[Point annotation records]
=====
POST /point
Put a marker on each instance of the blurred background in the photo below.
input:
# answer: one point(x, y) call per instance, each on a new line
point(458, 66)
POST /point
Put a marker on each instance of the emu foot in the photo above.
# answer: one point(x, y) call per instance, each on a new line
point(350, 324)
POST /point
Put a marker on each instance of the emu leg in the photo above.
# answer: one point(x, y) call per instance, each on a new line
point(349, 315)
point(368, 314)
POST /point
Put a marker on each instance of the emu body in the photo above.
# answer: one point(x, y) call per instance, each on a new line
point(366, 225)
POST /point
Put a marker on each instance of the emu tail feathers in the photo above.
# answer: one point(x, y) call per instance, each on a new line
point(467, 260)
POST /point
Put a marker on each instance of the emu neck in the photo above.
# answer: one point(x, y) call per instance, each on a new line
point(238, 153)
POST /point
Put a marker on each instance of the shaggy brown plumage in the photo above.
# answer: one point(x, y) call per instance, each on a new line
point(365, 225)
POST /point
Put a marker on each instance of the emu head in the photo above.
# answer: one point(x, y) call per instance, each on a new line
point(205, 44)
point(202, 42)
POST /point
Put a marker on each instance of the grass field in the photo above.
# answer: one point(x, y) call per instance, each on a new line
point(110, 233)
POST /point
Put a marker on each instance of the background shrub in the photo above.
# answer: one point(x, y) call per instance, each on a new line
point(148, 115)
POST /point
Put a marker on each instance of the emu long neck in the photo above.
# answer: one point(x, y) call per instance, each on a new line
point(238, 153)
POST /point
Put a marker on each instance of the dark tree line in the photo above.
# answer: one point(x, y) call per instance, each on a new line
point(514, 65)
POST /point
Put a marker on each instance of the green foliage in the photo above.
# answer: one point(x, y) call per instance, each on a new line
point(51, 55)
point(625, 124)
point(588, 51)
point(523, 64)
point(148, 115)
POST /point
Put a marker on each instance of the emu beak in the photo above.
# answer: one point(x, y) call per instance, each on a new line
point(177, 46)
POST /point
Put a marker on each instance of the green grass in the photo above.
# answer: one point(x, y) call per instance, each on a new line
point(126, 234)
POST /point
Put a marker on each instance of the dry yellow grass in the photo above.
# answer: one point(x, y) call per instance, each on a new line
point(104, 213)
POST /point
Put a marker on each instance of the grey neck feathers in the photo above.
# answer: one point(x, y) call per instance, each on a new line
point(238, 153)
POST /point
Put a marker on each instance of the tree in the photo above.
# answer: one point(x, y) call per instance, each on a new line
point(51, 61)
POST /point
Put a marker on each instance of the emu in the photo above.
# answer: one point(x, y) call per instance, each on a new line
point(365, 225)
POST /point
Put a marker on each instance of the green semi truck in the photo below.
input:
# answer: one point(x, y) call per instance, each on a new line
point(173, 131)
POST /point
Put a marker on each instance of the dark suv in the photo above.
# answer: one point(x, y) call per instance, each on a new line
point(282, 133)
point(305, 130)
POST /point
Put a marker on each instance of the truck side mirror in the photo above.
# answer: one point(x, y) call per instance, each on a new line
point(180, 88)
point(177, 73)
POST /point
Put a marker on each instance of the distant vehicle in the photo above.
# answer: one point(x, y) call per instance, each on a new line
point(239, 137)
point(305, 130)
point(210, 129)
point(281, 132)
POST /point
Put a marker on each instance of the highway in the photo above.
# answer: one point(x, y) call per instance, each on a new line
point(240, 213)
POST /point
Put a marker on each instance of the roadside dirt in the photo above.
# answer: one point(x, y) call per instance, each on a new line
=====
Convert all of the items above into a numbered list with one line per entry, and leave out any blank lines.

** PROBLEM SOLUTION **
1. POST /point
2. Put a marker on each instance of the blurred background in the photo below.
3. input:
4. # answer: one point(x, y) call per instance, each on a new line
5. point(458, 66)
6. POST /point
7. Put a marker on each instance of the emu foot in the photo above.
8. # answer: one point(x, y) call per instance, each on a new line
9. point(350, 324)
10. POST /point
11. Put a marker on each instance of the emu leg in the photo above.
12. # answer: one point(x, y) call per instance, each on a new line
13. point(349, 315)
14. point(368, 314)
15. POST /point
16. Put a marker on each instance of the emu body in the photo above.
17. # answer: one point(x, y) call per instance, each on a new line
18. point(366, 225)
19. POST /point
20. Put a marker on each instance of the emu tail feathers in the photo above.
21. # answer: one point(x, y) call per instance, each on a new line
22. point(467, 260)
23. POST /point
24. Put a marker on each instance of the emu neck in the photo above.
25. # answer: one point(x, y) call per instance, each on a new line
26. point(238, 153)
27. POST /point
28. Put a marker on each instance of the shaggy brown plumage in the photo above.
29. # answer: one point(x, y) call per instance, each on a new line
30. point(365, 225)
31. POST /point
32. Put a marker on each instance of the emu head in the photo above.
33. # answer: one point(x, y) call per instance, each on a new line
34. point(205, 44)
35. point(202, 42)
36. POST /point
37. Put a marker on each instance of the grass field in the photo above.
38. # answer: one point(x, y) call per instance, each on a new line
39. point(110, 233)
40. POST /point
41. Put a marker on each instance of the background shrub in the photo above.
42. # answer: one point(x, y) call per instance, each on a new line
43. point(148, 115)
44. POST /point
45. Put a marker on each instance of the emu long neck in the photo above.
46. # answer: one point(x, y) call per instance, each on a new line
47. point(238, 153)
48. POST /point
49. Put a marker on each instance of the dark tree line in the photo above.
50. # answer: one point(x, y) call per instance, each on a new line
51. point(514, 65)
52. POST /point
53. Put a marker on each instance of the green foliage in the photo above.
54. # answer: one point(x, y) call per instance, each on a new line
55. point(51, 55)
56. point(625, 124)
57. point(588, 51)
58. point(523, 64)
59. point(148, 115)
60. POST /point
61. Put a marker on each instance of the emu beak in the photo above.
62. # answer: one point(x, y) call per instance, each on a new line
63. point(177, 46)
64. POST /point
65. Put a marker on each instance of the green grass in the photo above.
66. # answer: one point(x, y) call per instance, each on a new line
67. point(126, 234)
68. POST /point
69. Put a marker on each instance of the dry yellow grass in the photo above.
70. # answer: one point(x, y) call per instance, each on a new line
71. point(104, 213)
72. POST /point
73. Put a marker on each instance of the grey neck feathers in the photo above.
74. # answer: one point(x, y) call per instance, each on a new line
75. point(238, 153)
76. POST /point
77. Put a marker on each instance of the tree in the photo above.
78. # answer: one point(x, y) call per instance, each on a new line
79. point(51, 61)
80. POST /point
81. Put a marker on each instance of the emu in the photo above.
82. # answer: one point(x, y) call per instance, each on a new line
83. point(365, 225)
84. POST /point
85. Put a marker on each instance of the green semi truck in the photo below.
86. input:
87. # answer: one point(x, y) call per instance, each on a new line
88. point(173, 131)
89. POST /point
90. Put a marker on each instance of the dark suv in the photo above.
91. # answer: one point(x, y) call per instance, each on a new line
92. point(282, 133)
93. point(305, 130)
94. POST /point
95. Put a marker on each instance of the truck side mirror in the photo above.
96. # answer: one point(x, y) call per instance, each on a new line
97. point(180, 88)
98. point(177, 73)
99. POST /point
100. Put a marker on each instance of the distant vehicle in the photo above.
101. # answer: one point(x, y) call per instance, each on a new line
102. point(239, 137)
103. point(305, 130)
104. point(210, 129)
105. point(281, 132)
106. POST /point
107. Put a marker on each instance of the highway in the photo above.
108. # answer: one point(x, y) call per instance, each on a new line
109. point(240, 213)
110. POST /point
111. Put a marker on each instance of the roadside dirt in the photo above.
112. # answer: one point(x, y) call per instance, each on a new line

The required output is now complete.